— Task material —
/---
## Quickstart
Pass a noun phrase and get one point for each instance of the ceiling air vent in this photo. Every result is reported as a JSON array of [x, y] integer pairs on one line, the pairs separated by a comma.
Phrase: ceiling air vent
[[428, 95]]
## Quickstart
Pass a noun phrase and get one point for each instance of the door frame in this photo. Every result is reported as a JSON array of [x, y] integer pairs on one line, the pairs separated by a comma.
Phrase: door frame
\---
— Exercise prompt —
The required result is an exact repetition of the lines from the one containing "Phrase: ceiling air vent" through the last line of the data.

— Problem solution —
Phrase: ceiling air vent
[[428, 95]]
## Quickstart
Pass a noun phrase and get one point for each instance of the door frame in this photo. Every result is reported as a JSON array of [x, y] integer pairs on one line, the pairs separated by a comma.
Phrase: door frame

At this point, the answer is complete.